**** Dataset extract ****

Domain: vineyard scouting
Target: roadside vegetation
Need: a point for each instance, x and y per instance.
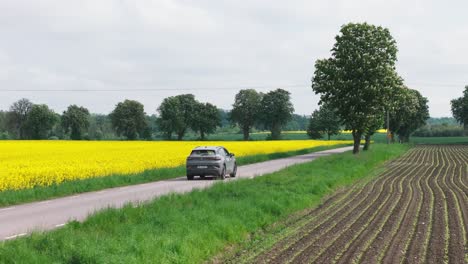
(194, 227)
(69, 187)
(417, 209)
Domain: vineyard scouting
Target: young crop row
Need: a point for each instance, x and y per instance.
(416, 211)
(26, 164)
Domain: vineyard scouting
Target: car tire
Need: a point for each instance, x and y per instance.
(222, 175)
(234, 171)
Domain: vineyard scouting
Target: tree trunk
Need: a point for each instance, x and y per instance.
(275, 132)
(180, 134)
(357, 141)
(367, 143)
(246, 131)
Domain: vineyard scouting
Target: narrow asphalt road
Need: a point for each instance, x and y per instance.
(17, 221)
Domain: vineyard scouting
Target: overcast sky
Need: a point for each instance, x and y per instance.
(213, 48)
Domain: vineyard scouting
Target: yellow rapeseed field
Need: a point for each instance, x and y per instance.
(25, 164)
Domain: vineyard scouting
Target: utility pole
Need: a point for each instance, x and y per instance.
(388, 127)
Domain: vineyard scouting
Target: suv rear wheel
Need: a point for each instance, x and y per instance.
(222, 176)
(234, 171)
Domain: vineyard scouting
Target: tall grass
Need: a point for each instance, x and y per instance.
(11, 197)
(193, 227)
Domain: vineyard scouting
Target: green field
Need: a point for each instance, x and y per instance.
(195, 227)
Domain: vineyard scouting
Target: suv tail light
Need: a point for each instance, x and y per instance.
(213, 158)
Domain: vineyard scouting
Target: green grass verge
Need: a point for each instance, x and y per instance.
(194, 227)
(12, 197)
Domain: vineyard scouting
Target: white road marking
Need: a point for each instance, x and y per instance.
(15, 236)
(5, 209)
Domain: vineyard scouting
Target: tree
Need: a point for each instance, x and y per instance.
(358, 79)
(128, 119)
(324, 121)
(246, 110)
(276, 111)
(176, 114)
(75, 120)
(39, 122)
(206, 119)
(17, 116)
(460, 110)
(376, 122)
(410, 113)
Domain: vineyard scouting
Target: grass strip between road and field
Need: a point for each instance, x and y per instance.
(13, 197)
(195, 227)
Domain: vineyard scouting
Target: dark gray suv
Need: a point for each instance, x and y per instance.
(211, 161)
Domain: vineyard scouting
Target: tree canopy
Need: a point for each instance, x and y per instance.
(460, 109)
(16, 117)
(176, 114)
(206, 119)
(324, 122)
(359, 77)
(410, 112)
(75, 120)
(276, 111)
(128, 119)
(246, 110)
(39, 121)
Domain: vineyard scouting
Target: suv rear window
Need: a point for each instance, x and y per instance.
(203, 152)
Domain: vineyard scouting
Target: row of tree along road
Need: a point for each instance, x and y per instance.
(175, 117)
(359, 88)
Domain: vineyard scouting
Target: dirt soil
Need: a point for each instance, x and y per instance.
(416, 211)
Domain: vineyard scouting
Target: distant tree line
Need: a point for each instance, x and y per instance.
(460, 110)
(173, 119)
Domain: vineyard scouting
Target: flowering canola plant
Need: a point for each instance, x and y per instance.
(26, 164)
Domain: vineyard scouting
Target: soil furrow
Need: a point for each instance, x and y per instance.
(438, 242)
(398, 245)
(387, 226)
(338, 236)
(416, 211)
(329, 209)
(417, 245)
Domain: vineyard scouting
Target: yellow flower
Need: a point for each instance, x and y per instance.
(25, 164)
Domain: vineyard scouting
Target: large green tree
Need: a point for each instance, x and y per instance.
(39, 121)
(460, 109)
(206, 119)
(128, 119)
(276, 111)
(16, 117)
(76, 121)
(358, 79)
(324, 122)
(246, 110)
(176, 114)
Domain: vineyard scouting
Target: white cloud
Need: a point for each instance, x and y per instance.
(173, 44)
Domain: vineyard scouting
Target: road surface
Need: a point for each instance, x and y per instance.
(17, 221)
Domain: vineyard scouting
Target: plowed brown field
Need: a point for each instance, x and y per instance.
(414, 212)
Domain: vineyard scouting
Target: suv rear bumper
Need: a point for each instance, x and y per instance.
(211, 170)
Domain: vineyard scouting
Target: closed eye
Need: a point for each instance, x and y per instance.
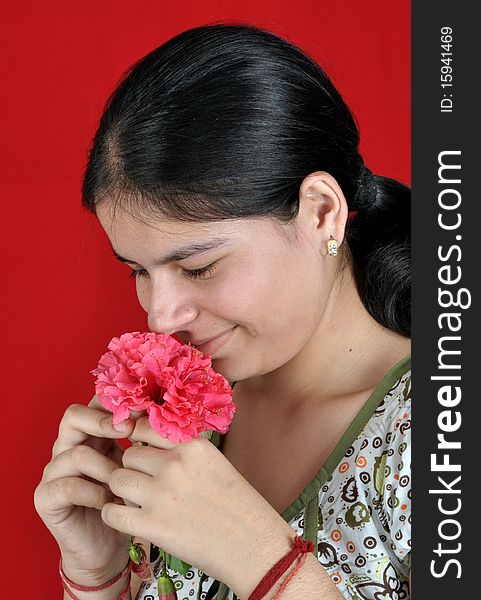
(189, 274)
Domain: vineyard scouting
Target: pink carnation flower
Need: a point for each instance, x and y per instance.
(175, 383)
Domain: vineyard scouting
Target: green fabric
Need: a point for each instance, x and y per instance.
(308, 498)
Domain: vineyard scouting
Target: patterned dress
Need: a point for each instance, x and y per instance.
(356, 510)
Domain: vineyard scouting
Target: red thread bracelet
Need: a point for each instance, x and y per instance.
(143, 570)
(300, 547)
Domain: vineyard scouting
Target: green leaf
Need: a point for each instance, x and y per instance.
(176, 564)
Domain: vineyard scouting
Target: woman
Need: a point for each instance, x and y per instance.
(226, 173)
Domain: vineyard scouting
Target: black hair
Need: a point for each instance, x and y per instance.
(224, 121)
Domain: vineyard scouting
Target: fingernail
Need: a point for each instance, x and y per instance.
(122, 426)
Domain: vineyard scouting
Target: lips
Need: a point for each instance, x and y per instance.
(208, 339)
(213, 344)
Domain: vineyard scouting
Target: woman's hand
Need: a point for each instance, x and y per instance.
(195, 505)
(74, 488)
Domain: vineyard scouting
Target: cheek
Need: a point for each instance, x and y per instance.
(143, 293)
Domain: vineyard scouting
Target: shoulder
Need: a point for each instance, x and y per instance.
(364, 506)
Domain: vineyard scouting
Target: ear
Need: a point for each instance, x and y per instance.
(321, 198)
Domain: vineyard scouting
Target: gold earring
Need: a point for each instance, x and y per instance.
(332, 246)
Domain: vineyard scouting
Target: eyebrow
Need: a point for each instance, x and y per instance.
(180, 253)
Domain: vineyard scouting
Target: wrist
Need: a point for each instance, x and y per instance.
(263, 551)
(112, 585)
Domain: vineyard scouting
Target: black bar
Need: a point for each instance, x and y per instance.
(446, 131)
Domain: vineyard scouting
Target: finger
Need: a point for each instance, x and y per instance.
(127, 519)
(55, 496)
(143, 459)
(80, 421)
(143, 432)
(78, 461)
(130, 485)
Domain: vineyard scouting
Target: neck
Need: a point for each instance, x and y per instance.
(349, 352)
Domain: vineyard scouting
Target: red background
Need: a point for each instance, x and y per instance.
(64, 296)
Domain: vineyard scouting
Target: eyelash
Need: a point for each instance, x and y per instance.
(193, 274)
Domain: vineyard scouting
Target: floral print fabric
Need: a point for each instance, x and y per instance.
(364, 508)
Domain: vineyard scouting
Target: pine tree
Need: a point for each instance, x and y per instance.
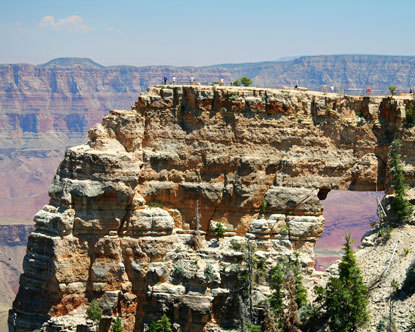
(300, 291)
(117, 325)
(94, 311)
(346, 296)
(162, 325)
(400, 206)
(277, 285)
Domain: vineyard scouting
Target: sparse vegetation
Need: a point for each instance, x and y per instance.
(408, 286)
(209, 272)
(381, 326)
(288, 301)
(179, 271)
(410, 115)
(263, 208)
(328, 109)
(411, 326)
(234, 97)
(345, 297)
(385, 233)
(155, 204)
(219, 230)
(400, 206)
(117, 325)
(236, 83)
(235, 245)
(94, 311)
(162, 325)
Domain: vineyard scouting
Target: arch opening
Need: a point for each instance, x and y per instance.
(344, 212)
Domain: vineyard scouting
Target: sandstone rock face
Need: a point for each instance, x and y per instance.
(121, 224)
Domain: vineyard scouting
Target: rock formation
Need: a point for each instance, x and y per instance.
(121, 225)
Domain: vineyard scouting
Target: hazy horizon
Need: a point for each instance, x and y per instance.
(188, 33)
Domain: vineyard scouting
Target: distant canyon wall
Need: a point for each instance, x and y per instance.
(45, 109)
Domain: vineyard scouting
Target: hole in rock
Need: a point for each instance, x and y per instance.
(344, 212)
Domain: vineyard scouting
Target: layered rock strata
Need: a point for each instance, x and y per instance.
(122, 223)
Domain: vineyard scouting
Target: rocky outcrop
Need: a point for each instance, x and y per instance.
(122, 223)
(13, 240)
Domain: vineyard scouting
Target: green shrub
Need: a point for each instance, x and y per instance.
(235, 245)
(94, 311)
(220, 230)
(410, 115)
(117, 325)
(385, 233)
(246, 81)
(155, 204)
(408, 286)
(254, 328)
(328, 109)
(412, 322)
(400, 206)
(263, 208)
(179, 271)
(381, 326)
(236, 83)
(209, 272)
(162, 325)
(234, 97)
(345, 298)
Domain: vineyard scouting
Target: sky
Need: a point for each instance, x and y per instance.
(201, 32)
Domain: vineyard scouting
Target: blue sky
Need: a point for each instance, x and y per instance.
(201, 32)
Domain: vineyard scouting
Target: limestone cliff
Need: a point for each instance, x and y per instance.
(121, 224)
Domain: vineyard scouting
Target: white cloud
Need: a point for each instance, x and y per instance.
(74, 21)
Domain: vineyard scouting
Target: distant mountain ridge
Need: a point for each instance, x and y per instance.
(46, 108)
(343, 70)
(72, 62)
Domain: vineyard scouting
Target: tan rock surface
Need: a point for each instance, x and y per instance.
(122, 212)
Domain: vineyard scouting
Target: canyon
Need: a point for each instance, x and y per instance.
(132, 213)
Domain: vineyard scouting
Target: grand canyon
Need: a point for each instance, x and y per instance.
(48, 108)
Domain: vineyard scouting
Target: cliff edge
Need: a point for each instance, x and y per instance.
(132, 214)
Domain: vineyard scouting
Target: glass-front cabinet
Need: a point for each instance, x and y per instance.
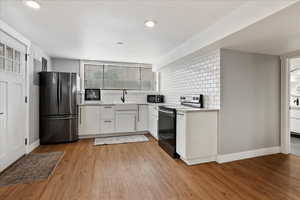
(117, 77)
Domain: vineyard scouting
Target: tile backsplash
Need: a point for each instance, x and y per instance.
(197, 74)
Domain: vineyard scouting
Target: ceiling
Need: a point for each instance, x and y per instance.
(278, 34)
(90, 29)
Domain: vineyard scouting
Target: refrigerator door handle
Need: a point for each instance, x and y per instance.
(58, 93)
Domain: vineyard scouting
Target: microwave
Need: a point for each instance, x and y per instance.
(92, 95)
(154, 98)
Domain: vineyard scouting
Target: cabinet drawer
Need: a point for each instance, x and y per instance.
(107, 126)
(107, 112)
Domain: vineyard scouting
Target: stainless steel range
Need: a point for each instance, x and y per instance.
(167, 121)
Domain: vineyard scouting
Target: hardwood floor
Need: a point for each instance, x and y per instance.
(143, 171)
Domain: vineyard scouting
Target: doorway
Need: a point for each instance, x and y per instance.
(294, 105)
(12, 100)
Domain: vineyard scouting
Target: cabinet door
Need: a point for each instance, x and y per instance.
(180, 134)
(107, 126)
(125, 121)
(142, 118)
(89, 120)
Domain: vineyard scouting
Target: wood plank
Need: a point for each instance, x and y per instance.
(144, 171)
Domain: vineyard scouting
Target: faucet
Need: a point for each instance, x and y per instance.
(123, 97)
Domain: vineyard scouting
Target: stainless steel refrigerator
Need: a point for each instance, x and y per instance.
(58, 107)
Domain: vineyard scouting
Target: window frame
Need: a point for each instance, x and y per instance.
(117, 64)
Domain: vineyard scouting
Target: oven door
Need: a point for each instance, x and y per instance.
(167, 130)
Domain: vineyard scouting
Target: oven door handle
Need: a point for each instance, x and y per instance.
(168, 112)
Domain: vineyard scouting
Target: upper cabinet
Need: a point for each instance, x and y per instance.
(112, 76)
(119, 77)
(93, 76)
(147, 79)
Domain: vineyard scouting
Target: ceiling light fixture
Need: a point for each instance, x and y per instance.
(150, 23)
(32, 4)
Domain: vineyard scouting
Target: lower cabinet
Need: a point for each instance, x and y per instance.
(196, 136)
(142, 118)
(107, 126)
(109, 119)
(125, 121)
(89, 120)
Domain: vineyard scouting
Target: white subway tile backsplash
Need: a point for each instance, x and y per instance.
(199, 74)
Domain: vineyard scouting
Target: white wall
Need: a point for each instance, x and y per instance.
(33, 99)
(73, 65)
(250, 102)
(195, 74)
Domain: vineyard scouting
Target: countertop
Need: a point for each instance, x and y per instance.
(112, 104)
(187, 109)
(197, 109)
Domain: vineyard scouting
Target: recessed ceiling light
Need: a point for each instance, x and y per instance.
(32, 4)
(150, 23)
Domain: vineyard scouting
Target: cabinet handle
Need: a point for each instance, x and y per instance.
(80, 115)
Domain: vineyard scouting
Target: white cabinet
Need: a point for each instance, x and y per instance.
(107, 112)
(125, 121)
(153, 121)
(142, 118)
(89, 120)
(196, 139)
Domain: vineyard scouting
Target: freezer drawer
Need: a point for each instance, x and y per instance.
(58, 130)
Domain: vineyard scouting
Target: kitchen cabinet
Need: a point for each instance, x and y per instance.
(196, 136)
(125, 121)
(107, 112)
(295, 120)
(107, 126)
(89, 120)
(142, 118)
(153, 121)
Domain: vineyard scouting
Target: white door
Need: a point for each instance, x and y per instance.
(12, 100)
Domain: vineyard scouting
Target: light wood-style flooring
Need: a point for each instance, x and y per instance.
(143, 171)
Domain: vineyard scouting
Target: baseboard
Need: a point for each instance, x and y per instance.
(33, 146)
(247, 154)
(196, 161)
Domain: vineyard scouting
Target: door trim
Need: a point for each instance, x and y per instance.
(19, 37)
(285, 96)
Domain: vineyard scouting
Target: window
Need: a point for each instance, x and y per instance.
(93, 76)
(111, 76)
(147, 79)
(17, 61)
(9, 59)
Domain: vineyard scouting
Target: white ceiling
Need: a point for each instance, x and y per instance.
(90, 29)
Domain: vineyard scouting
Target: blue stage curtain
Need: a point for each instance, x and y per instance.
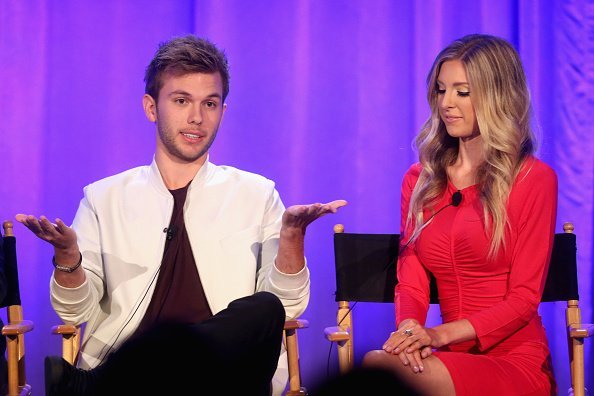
(326, 97)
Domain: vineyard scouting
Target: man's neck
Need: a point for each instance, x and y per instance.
(178, 174)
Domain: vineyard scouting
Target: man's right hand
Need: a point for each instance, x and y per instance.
(62, 237)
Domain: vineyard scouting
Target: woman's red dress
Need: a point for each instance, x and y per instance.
(500, 298)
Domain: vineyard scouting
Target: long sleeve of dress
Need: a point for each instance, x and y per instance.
(532, 209)
(412, 291)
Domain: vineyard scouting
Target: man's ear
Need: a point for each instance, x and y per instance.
(150, 107)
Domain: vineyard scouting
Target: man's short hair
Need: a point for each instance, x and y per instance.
(182, 55)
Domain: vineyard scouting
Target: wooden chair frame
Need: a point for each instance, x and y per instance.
(14, 331)
(71, 338)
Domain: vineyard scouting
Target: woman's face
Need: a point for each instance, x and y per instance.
(453, 100)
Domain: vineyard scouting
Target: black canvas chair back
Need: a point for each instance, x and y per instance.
(11, 273)
(562, 280)
(366, 267)
(366, 272)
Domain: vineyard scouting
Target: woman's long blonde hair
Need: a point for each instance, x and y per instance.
(501, 101)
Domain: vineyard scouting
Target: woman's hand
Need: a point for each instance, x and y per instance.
(412, 343)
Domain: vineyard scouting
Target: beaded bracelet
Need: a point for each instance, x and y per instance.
(66, 269)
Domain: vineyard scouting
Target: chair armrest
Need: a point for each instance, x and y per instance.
(295, 324)
(337, 334)
(64, 329)
(583, 331)
(22, 327)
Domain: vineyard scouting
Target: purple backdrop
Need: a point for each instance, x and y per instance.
(325, 100)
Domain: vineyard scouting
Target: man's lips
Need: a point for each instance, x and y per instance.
(193, 134)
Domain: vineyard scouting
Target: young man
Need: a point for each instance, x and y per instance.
(177, 241)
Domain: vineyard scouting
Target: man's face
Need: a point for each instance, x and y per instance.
(188, 115)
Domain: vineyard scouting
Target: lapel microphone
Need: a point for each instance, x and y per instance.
(456, 200)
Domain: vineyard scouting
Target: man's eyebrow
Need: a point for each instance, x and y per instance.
(181, 92)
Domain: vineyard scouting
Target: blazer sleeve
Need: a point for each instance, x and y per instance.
(411, 295)
(532, 210)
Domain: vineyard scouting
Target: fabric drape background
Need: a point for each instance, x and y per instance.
(325, 99)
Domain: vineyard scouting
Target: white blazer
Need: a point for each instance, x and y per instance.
(233, 220)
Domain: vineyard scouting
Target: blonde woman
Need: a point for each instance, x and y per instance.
(478, 213)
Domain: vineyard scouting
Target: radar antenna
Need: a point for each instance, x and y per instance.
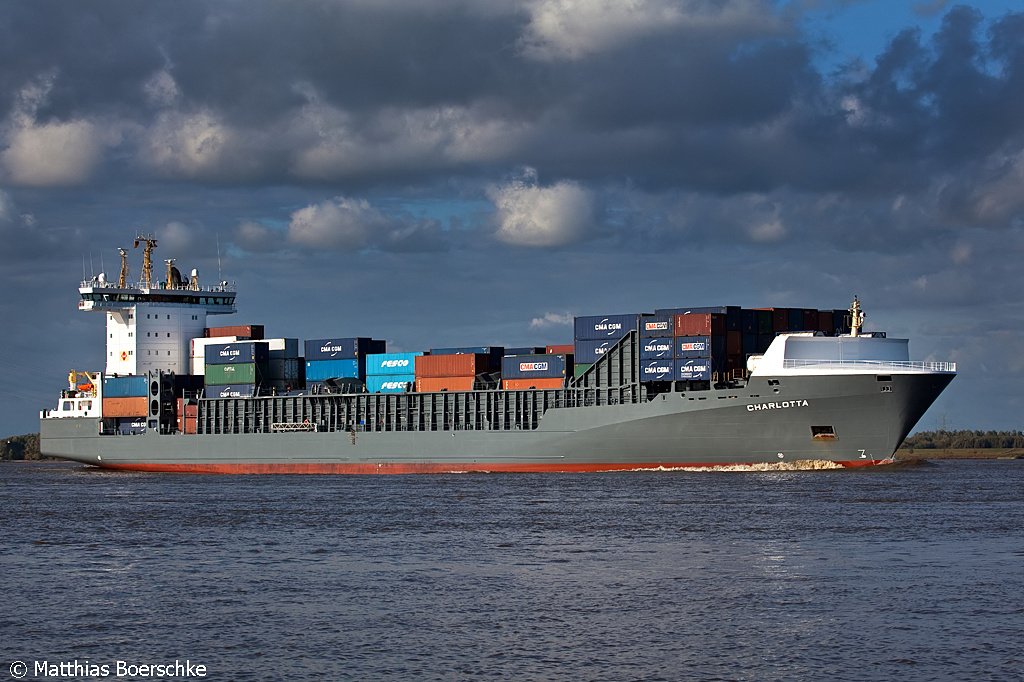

****

§ **Set problem**
Which lines above contain the word "canyon"? Show each of them in full.

§ **Worked solution**
Target: distant canyon wall
Target: canyon
Target: grand canyon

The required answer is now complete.